§ **CONSIGNES**:
1. D'après l'article sur les infections respiratoires et les cellules cancéreuses dormantes, dans quelle revue la recherche a-t-elle été publiée ?
2. Selon l'article sur les infections respiratoires et les cellules cancéreuses dormantes, pourquoi DeGregori et son équipe se sont-ils demandé si une infection respiratoire pouvait réactiver des cellules cancéreuses dormantes ?
3. Poursuivez l'article sur les infections respiratoires et les cellules cancéreuses dormantes à partir de sa dernière phrase.

§ **EXTRAIT À LIRE**:
####

Les infections respiratoires comme le Covid ou la grippe peuvent « réveiller » les cellules cancéreuses dormantes dans les poumons

Les résultats sont « vraiment spectaculaires ». James DeGregori, biologiste spécialisé dans le cancer à la faculté de médecine de l'université du Colorado à Aurora et l'un des auteurs de l'étude, explique cette inquiétude : « Les infections virales respiratoires n'ont pas seulement réveillé les cellules » ; elles les ont également fait proliférer, ou se multiplier, « en très grand nombre ».
La recherche, désormais publiée dans Nature , a utilisé des souris, mais les résultats corroborent ce qui a été trouvé chez l'homme : les données de milliers de personnes montrent que l'infection par le coronavirus SARS-CoV-2 est associée à une augmentation de près de deux fois des décès liés au cancer, ce qui peut aider à expliquer pourquoi les taux de mortalité par cancer ont augmenté au début de la pandémie de Covid-19.
Des chercheurs ont identifié des cellules cancéreuses dormantes, distinctes de la tumeur d'origine, cachées dans des tissus comme la moelle osseuse chez des personnes en rémission de cancers du sein, de la prostate et de la peau, entre autres. Ces cellules sont des précurseurs de métastases (propagation du cancer à des organes distants) et posent un problème même chez les survivants de ces types de cancer.
Les scientifiques tentent depuis longtemps de comprendre ce qui déclenche le réveil de ces cellules. Des travaux antérieurs suggéraient que l'inflammation chronique, comme celle causée par le tabagisme et le vieillissement, en était la cause. Cette idée a conduit DeGregori et son équipe à se demander si l'inflammation aiguë causée par une infection respiratoire pouvait également réactiver des cellules cancéreuses dormantes. Pour ce faire, ils ont utilisé des techniques de génie génétique pour induire un cancer du sein chez la souris et ensemencer des cellules tumorales dormantes dans d'autres tissus, comme les poumons. Ils ont ensuite infecté les rongeurs avec le virus de la COVID-19 ou celui de la grippe.

####

§ **Enregistrements tirés d'un jeu de données**:

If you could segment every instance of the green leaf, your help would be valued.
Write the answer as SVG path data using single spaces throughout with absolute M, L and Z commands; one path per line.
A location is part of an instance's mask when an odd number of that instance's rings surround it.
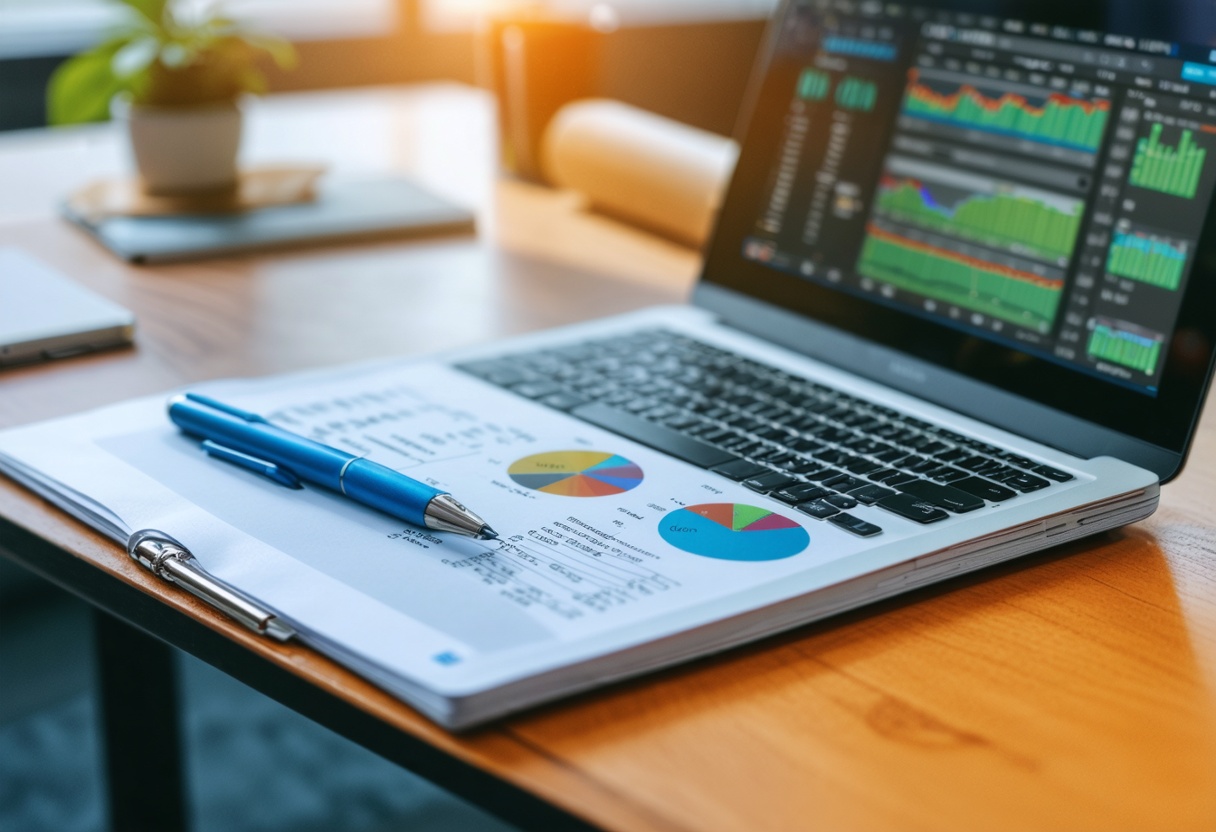
M 114 75 L 111 61 L 122 41 L 69 58 L 51 75 L 46 90 L 46 113 L 51 124 L 105 122 L 109 118 L 109 100 L 126 89 Z
M 156 26 L 161 26 L 164 19 L 164 9 L 169 0 L 119 0 L 123 5 L 134 9 L 141 17 Z

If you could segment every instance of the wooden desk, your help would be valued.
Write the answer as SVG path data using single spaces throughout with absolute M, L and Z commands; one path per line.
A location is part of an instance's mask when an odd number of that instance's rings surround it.
M 0 139 L 0 244 L 140 316 L 135 350 L 0 375 L 0 426 L 682 297 L 693 254 L 496 179 L 491 124 L 480 94 L 449 86 L 266 102 L 253 158 L 411 170 L 478 207 L 478 238 L 154 269 L 50 218 L 60 193 L 117 169 L 105 129 Z M 528 828 L 1209 832 L 1214 472 L 1209 414 L 1145 523 L 463 736 L 152 584 L 7 482 L 0 549 Z

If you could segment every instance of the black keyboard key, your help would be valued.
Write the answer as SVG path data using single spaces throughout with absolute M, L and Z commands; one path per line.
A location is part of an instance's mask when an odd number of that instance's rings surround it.
M 806 474 L 807 479 L 814 479 L 817 483 L 823 483 L 829 479 L 835 479 L 837 477 L 844 477 L 843 471 L 837 471 L 835 468 L 823 468 L 823 471 L 817 471 L 812 474 Z
M 769 496 L 773 500 L 779 500 L 787 505 L 795 505 L 799 502 L 809 502 L 811 500 L 818 500 L 831 494 L 828 489 L 822 485 L 816 485 L 815 483 L 799 483 L 798 485 L 790 485 L 783 488 L 779 491 L 773 491 Z
M 1042 477 L 1036 477 L 1034 474 L 1018 473 L 1013 477 L 1007 477 L 1001 480 L 1002 485 L 1021 491 L 1023 494 L 1029 494 L 1030 491 L 1037 491 L 1040 489 L 1051 485 L 1049 479 L 1043 479 Z
M 944 471 L 934 472 L 929 478 L 935 483 L 950 485 L 950 483 L 957 483 L 959 479 L 967 479 L 968 477 L 970 477 L 970 474 L 966 471 L 959 471 L 958 468 L 945 468 Z
M 619 433 L 623 437 L 643 445 L 649 445 L 702 468 L 713 468 L 738 459 L 734 454 L 715 448 L 700 439 L 686 437 L 669 427 L 647 422 L 644 418 L 617 410 L 615 407 L 609 407 L 608 405 L 598 403 L 582 405 L 572 410 L 570 414 L 585 422 L 591 422 L 613 433 Z
M 890 479 L 891 477 L 899 477 L 902 473 L 903 473 L 902 471 L 896 471 L 895 468 L 879 468 L 878 471 L 871 471 L 868 474 L 866 474 L 866 479 L 874 483 L 882 483 Z
M 817 519 L 827 519 L 833 515 L 839 515 L 840 510 L 833 506 L 831 502 L 824 502 L 823 500 L 812 500 L 811 502 L 803 502 L 795 506 L 804 515 L 810 515 Z
M 972 452 L 962 448 L 951 448 L 950 450 L 944 450 L 934 454 L 942 462 L 957 462 L 958 460 L 966 460 L 972 456 Z
M 769 468 L 762 465 L 756 465 L 755 462 L 749 462 L 748 460 L 734 460 L 733 462 L 727 462 L 726 465 L 714 466 L 711 471 L 716 474 L 726 477 L 727 479 L 733 479 L 737 483 L 769 473 Z
M 955 488 L 958 490 L 967 491 L 968 494 L 974 494 L 976 497 L 983 497 L 984 500 L 991 500 L 992 502 L 1002 502 L 1009 497 L 1018 496 L 1018 493 L 1006 488 L 1004 485 L 997 485 L 996 483 L 983 479 L 981 477 L 968 477 L 967 479 L 959 479 L 952 485 L 946 488 Z
M 1051 468 L 1046 465 L 1036 466 L 1031 468 L 1031 471 L 1034 471 L 1036 474 L 1040 474 L 1041 477 L 1054 479 L 1057 483 L 1066 483 L 1068 480 L 1073 479 L 1073 474 L 1058 471 L 1055 468 Z
M 794 457 L 789 462 L 783 462 L 781 467 L 788 471 L 789 473 L 796 473 L 803 476 L 818 473 L 820 471 L 823 471 L 822 465 L 815 462 L 814 460 L 809 460 L 805 456 Z
M 876 534 L 883 533 L 883 528 L 880 525 L 867 523 L 860 517 L 854 517 L 852 515 L 844 512 L 828 517 L 828 523 L 839 525 L 845 532 L 852 532 L 858 538 L 873 538 Z
M 829 494 L 828 496 L 823 497 L 823 501 L 827 502 L 828 505 L 835 506 L 837 508 L 849 510 L 857 507 L 856 497 L 851 497 L 848 494 Z
M 889 488 L 883 488 L 882 485 L 862 485 L 861 488 L 855 488 L 849 491 L 849 496 L 867 506 L 872 506 L 891 494 L 895 494 L 895 491 Z
M 970 479 L 978 479 L 976 477 L 968 477 L 968 479 L 961 479 L 959 483 L 966 483 Z M 996 485 L 995 483 L 990 483 Z M 956 483 L 957 485 L 957 483 Z M 996 485 L 996 488 L 1001 488 Z M 967 511 L 975 511 L 976 508 L 984 507 L 984 500 L 972 494 L 967 490 L 961 490 L 955 485 L 941 485 L 940 483 L 930 483 L 927 479 L 914 479 L 911 483 L 903 483 L 902 485 L 896 485 L 896 490 L 903 491 L 905 494 L 911 494 L 912 496 L 919 497 L 939 508 L 946 508 L 956 515 L 961 515 Z M 1009 490 L 1009 489 L 1004 489 Z M 1009 491 L 1010 496 L 1013 491 Z
M 574 410 L 580 404 L 586 404 L 586 399 L 581 395 L 574 395 L 572 393 L 553 393 L 552 395 L 546 395 L 540 400 L 546 407 L 552 407 L 553 410 Z
M 564 393 L 562 386 L 553 382 L 527 382 L 512 387 L 511 392 L 527 399 L 544 399 L 546 395 Z
M 821 483 L 828 488 L 835 489 L 837 491 L 851 491 L 855 488 L 861 488 L 868 483 L 865 479 L 857 479 L 856 477 L 850 477 L 849 474 L 840 474 L 838 477 L 829 477 L 827 479 L 821 479 Z
M 849 473 L 855 473 L 855 474 L 860 474 L 860 476 L 865 477 L 866 474 L 868 474 L 868 473 L 871 473 L 873 471 L 878 471 L 883 466 L 879 465 L 878 462 L 874 462 L 873 460 L 862 460 L 862 459 L 858 459 L 858 460 L 855 460 L 855 461 L 848 463 L 844 467 L 845 467 L 845 471 L 848 471 Z
M 891 494 L 891 496 L 879 500 L 876 505 L 879 508 L 885 508 L 889 512 L 910 521 L 916 521 L 917 523 L 936 523 L 950 517 L 948 513 L 938 506 L 913 494 Z
M 753 477 L 751 479 L 744 479 L 743 488 L 750 488 L 753 491 L 767 494 L 769 491 L 779 491 L 781 489 L 793 485 L 796 482 L 798 479 L 787 473 L 773 471 L 772 473 L 760 474 L 759 477 Z

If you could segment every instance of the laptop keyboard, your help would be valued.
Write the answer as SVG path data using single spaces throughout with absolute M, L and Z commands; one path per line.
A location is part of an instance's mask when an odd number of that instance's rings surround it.
M 666 330 L 457 365 L 860 536 L 877 506 L 936 523 L 1073 476 Z

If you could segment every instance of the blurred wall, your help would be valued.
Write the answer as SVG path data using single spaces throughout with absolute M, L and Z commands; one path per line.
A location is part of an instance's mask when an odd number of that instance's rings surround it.
M 297 43 L 299 66 L 270 69 L 271 90 L 310 90 L 426 80 L 478 83 L 473 32 L 432 32 L 417 0 L 400 0 L 400 26 L 383 36 Z M 598 66 L 591 91 L 728 134 L 762 21 L 624 27 L 596 35 Z M 66 56 L 0 60 L 0 130 L 43 127 L 45 90 Z M 484 78 L 480 79 L 484 81 Z

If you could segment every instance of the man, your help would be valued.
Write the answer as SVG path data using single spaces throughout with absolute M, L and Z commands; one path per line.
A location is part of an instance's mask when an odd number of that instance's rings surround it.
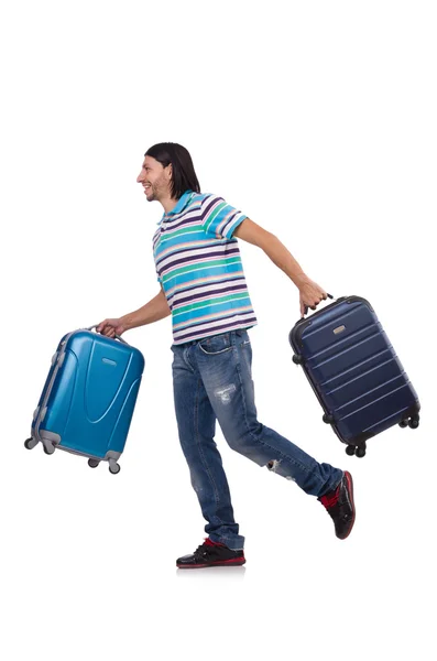
M 245 562 L 244 538 L 233 518 L 214 441 L 216 420 L 232 449 L 316 496 L 331 516 L 337 537 L 346 539 L 354 523 L 351 475 L 317 463 L 258 421 L 248 335 L 256 317 L 237 238 L 259 246 L 294 282 L 302 316 L 327 293 L 275 236 L 221 197 L 200 193 L 184 147 L 165 142 L 149 149 L 136 181 L 148 202 L 157 201 L 164 208 L 153 237 L 161 291 L 140 310 L 105 319 L 97 329 L 113 337 L 172 315 L 178 434 L 208 533 L 205 543 L 176 565 L 199 568 Z

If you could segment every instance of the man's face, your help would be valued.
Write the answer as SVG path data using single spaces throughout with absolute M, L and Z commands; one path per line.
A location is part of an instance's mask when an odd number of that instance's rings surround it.
M 152 159 L 152 156 L 145 156 L 136 182 L 143 186 L 148 202 L 153 202 L 154 199 L 160 202 L 165 197 L 170 197 L 172 164 L 163 167 L 162 164 L 155 159 Z

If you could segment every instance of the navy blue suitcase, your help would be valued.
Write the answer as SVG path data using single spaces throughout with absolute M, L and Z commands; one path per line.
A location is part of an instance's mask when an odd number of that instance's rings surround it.
M 289 333 L 302 365 L 348 455 L 365 455 L 367 441 L 398 424 L 416 429 L 420 404 L 372 306 L 343 296 Z
M 41 443 L 46 454 L 59 448 L 86 456 L 91 468 L 106 460 L 117 474 L 144 357 L 121 337 L 111 339 L 92 328 L 61 339 L 24 445 L 32 449 Z

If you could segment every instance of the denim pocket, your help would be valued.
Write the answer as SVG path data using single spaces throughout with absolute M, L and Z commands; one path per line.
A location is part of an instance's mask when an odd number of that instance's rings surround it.
M 231 337 L 229 333 L 222 335 L 212 335 L 212 337 L 206 337 L 199 343 L 199 349 L 207 356 L 215 356 L 216 354 L 223 354 L 232 349 Z

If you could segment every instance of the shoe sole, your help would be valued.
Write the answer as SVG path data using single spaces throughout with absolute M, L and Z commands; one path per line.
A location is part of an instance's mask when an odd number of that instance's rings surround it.
M 223 560 L 221 562 L 208 562 L 206 564 L 203 565 L 184 565 L 184 564 L 177 564 L 176 566 L 178 570 L 204 570 L 206 567 L 236 567 L 236 566 L 240 566 L 243 565 L 245 563 L 245 559 L 244 560 Z
M 350 503 L 352 506 L 353 516 L 352 516 L 352 521 L 350 523 L 350 528 L 348 530 L 348 534 L 346 534 L 342 538 L 338 538 L 339 540 L 346 540 L 350 535 L 350 533 L 352 532 L 353 524 L 356 522 L 356 503 L 353 500 L 353 480 L 352 480 L 352 476 L 349 473 L 349 470 L 345 470 L 345 477 L 348 481 L 348 495 L 349 495 Z

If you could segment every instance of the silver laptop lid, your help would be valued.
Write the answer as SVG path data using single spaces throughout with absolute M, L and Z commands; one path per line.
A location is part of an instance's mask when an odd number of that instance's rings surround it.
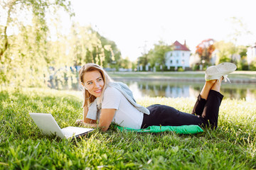
M 50 113 L 29 113 L 37 126 L 46 135 L 55 134 L 61 138 L 65 136 L 60 128 Z

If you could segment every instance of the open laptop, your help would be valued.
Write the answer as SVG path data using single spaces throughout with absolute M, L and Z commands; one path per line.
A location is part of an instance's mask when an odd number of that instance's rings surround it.
M 33 121 L 43 134 L 55 134 L 61 138 L 73 138 L 92 132 L 94 129 L 69 126 L 60 129 L 50 113 L 29 113 Z

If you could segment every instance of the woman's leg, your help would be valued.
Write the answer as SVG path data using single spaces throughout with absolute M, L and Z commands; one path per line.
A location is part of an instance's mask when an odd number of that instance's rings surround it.
M 216 81 L 211 88 L 202 113 L 202 118 L 208 121 L 210 126 L 213 128 L 218 127 L 219 108 L 223 98 L 220 93 L 222 79 Z
M 168 106 L 156 104 L 150 106 L 147 108 L 150 114 L 144 114 L 142 128 L 146 128 L 151 125 L 203 125 L 207 123 L 207 121 L 201 116 L 181 112 Z
M 192 110 L 192 114 L 202 115 L 210 90 L 213 88 L 216 81 L 217 80 L 210 80 L 206 81 L 203 89 L 198 95 L 197 101 Z

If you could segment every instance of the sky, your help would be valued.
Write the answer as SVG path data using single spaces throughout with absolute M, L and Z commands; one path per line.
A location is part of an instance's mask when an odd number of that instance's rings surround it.
M 240 36 L 238 45 L 256 42 L 255 0 L 72 0 L 71 4 L 73 21 L 90 25 L 114 41 L 122 57 L 132 61 L 159 40 L 168 45 L 186 40 L 194 52 L 205 39 L 229 41 L 235 29 L 251 33 Z M 242 26 L 232 23 L 231 17 L 239 18 Z M 64 24 L 68 18 L 63 16 Z

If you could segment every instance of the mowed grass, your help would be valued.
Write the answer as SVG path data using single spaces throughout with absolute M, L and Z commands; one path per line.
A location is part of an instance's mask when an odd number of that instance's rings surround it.
M 196 101 L 143 98 L 190 113 Z M 60 128 L 82 118 L 79 92 L 1 89 L 0 169 L 252 169 L 256 168 L 256 105 L 224 98 L 219 127 L 196 135 L 94 130 L 76 140 L 43 135 L 29 112 L 51 113 Z

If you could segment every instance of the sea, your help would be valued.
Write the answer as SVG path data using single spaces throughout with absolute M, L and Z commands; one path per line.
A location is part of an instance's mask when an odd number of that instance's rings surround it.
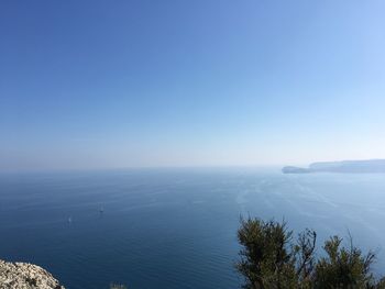
M 385 174 L 284 175 L 279 168 L 0 174 L 0 259 L 67 289 L 234 289 L 241 218 L 339 234 L 385 274 Z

####

§ **RÉPONSES PAR TÂCHE**:
1. Elle a été publiée dans la revue Nature.

2. Des travaux antérieurs suggéraient que l'inflammation chronique, comme celle causée par le tabagisme et le vieillissement, provoquait le réveil de ces cellules. Cette idée a conduit l'équipe à se demander si l'inflammation aiguë due à une infection respiratoire pouvait aussi les réactiver.

3.
En quelques jours, les cellules cancéreuses dormantes des poumons des animaux sont devenues actives, ont proliféré et ont métastasé. Les chercheurs ont cependant découvert que ce n'étaient pas les virus respiratoires qui étaient directement responsables de cet effet, mais plutôt l'IL-6, une molécule clé du système immunitaire. Chez les souris génétiquement modifiées pour en être dépourvues, la multiplication des cellules cancéreuses dormantes était beaucoup plus lente.
Outre le rôle de l'IL-6, il a été démontré que les lymphocytes T, également partie intégrante du système immunitaire, jouent un rôle important dans ce processus, en protégeant les cellules cancéreuses des autres défenses immunitaires. « Constater que ces cellules cancéreuses pervertissaient le système immunitaire pour les protéger plutôt que pour les éliminer était assez choquant », déclare DeGregori.
Mais il y a un autre fait important : ce « réveil » des cellules cancéreuses n’a pas duré. Environ deux semaines après leur « réveil », les cellules sont entrées en dormance, ce qui a conduit les scientifiques à conclure que les infections ne provoquent pas directement le cancer, mais qu’elles augmentent le risque de réactivation ultérieure du cancer par une autre infection. DeGregori compare ce processus à l’allumage répété d’un feu : « Nous créons des flammes, puis elles s’éteignent. Mais maintenant, nous avons 100 fois plus de braises qu’avant. »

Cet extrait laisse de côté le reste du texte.